**WHAT YOU NEED TO DO**
Reproduce word for word the part of the SDRAM forum thread below from "Content originally posted in LPCWare by eamonnh" up to and including "factor of two.".

**SELECTED PASSAGE**

External SDram read consistently slower than write

lpcware · ‎06-15-2016

Content originally posted in LPCWare by fguerzoni on Wed Oct 08 16:10:34 MST 2014
Hi,
I have a strange issue with LPC4357 + 256M-AS4C16M16S (16x16x4) sdram memory on custom board.
When using GPDMA:
- Writes from local ram (any bank) to external ram are at 185MByte/sec
- Reads from external ram to local ram (any bank) are at 75MByte/sec
Theoretical speed limit is 204MByte/sec (ram clock is 102MHz and bus is 16bit)

When using direct memcpy things go slowly but writes happens with double the reads speed.

No errors happens on data at all but I think I'm missing something macro because I think reads should be at least fast as writes.

I doubled checked configurations and application code without results.
Thanks in advance for any suggestion.

lpcware · ‎06-15-2016

Content originally posted in LPCWare by eamonnh on Tue Oct 14 13:44:47 MST 2014
Hi Mike,
Thanks for your reply. I think your comment about the x32 vs x16 may well explain why I'm not seeing the extra bandwidth I was expecting.
Your idea of trying 2 simultaneous reads is very good. I'll run a test and post back if there is any gain.
Thanks - Eamonn

lpcware · ‎06-15-2016

Content originally posted in LPCWare by mch0 on Tue Oct 14 11:46:28 MST 2014
Hi eamonn

I'm interested in numbers, too :)
Unfortunately I believe right now that the gain from x16 to x32 is far less than a factor of two.
Hopefully I will stand corrected, we'll see.

As far as I do understand the UM the EMC always generates burst accesses. If so, the gain of x32 vs. x16 is only 4 EMC clocks, but the overhead (burst setup + gap) remains constant.
That's why I'm pessimistic.

What I would like to try is whether you can get rid of / shorten the gap ("dead cycles").
Can you try to set up two bus masters that will generate read accesses at the same time?
The idea is to see whether the EMC can generate back-to-back read bursts at all.

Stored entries
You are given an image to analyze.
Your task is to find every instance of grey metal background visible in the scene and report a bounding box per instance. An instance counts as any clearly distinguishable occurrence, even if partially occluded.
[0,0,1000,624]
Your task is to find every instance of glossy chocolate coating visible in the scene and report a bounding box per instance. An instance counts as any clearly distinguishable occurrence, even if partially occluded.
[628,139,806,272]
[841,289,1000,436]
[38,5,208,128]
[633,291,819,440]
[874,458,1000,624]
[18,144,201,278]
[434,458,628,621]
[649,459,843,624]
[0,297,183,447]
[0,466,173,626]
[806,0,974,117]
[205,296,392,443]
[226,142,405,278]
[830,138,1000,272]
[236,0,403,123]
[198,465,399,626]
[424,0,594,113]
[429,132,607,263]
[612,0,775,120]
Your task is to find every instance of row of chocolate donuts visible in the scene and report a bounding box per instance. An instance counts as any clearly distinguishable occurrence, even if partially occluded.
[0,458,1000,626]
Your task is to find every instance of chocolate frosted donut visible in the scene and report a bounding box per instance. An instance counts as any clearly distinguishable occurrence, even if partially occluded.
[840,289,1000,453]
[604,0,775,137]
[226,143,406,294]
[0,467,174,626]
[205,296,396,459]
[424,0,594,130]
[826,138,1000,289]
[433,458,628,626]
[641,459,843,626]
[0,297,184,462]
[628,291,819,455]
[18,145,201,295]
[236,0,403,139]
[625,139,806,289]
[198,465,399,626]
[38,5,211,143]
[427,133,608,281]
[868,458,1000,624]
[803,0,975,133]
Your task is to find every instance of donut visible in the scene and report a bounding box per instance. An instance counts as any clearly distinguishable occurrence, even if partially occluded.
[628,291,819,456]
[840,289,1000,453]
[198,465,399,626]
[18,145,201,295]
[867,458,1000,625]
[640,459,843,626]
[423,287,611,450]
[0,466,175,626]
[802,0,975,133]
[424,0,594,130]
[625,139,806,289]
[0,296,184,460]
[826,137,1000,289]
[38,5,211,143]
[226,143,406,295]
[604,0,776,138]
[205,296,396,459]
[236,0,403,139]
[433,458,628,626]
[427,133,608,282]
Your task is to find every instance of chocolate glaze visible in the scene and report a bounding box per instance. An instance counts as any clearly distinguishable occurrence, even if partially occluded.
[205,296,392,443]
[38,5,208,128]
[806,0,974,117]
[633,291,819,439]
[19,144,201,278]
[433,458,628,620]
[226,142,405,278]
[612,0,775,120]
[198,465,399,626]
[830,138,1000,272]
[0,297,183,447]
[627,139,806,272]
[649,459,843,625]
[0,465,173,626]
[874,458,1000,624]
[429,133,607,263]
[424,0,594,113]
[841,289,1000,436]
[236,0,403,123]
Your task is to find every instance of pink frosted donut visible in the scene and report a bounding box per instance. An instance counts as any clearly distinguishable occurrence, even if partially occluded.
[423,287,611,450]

**REPLY TO THE TASK**
Content originally posted in LPCWare by eamonnh on Tue Oct 14 13:44:47 MST 2014
Hi Mike,
Thanks for your reply. I think your comment about the x32 vs x16 may well explain why I'm not seeing the extra bandwidth I was expecting.
Your idea of trying 2 simultaneous reads is very good. I'll run a test and post back if there is any gain.
Thanks - Eamonn

lpcware · ‎06-15-2016

Content originally posted in LPCWare by mch0 on Tue Oct 14 11:46:28 MST 2014
Hi eamonn

I'm interested in numbers, too :)
Unfortunately I believe right now that the gain from x16 to x32 is far less than a factor of two.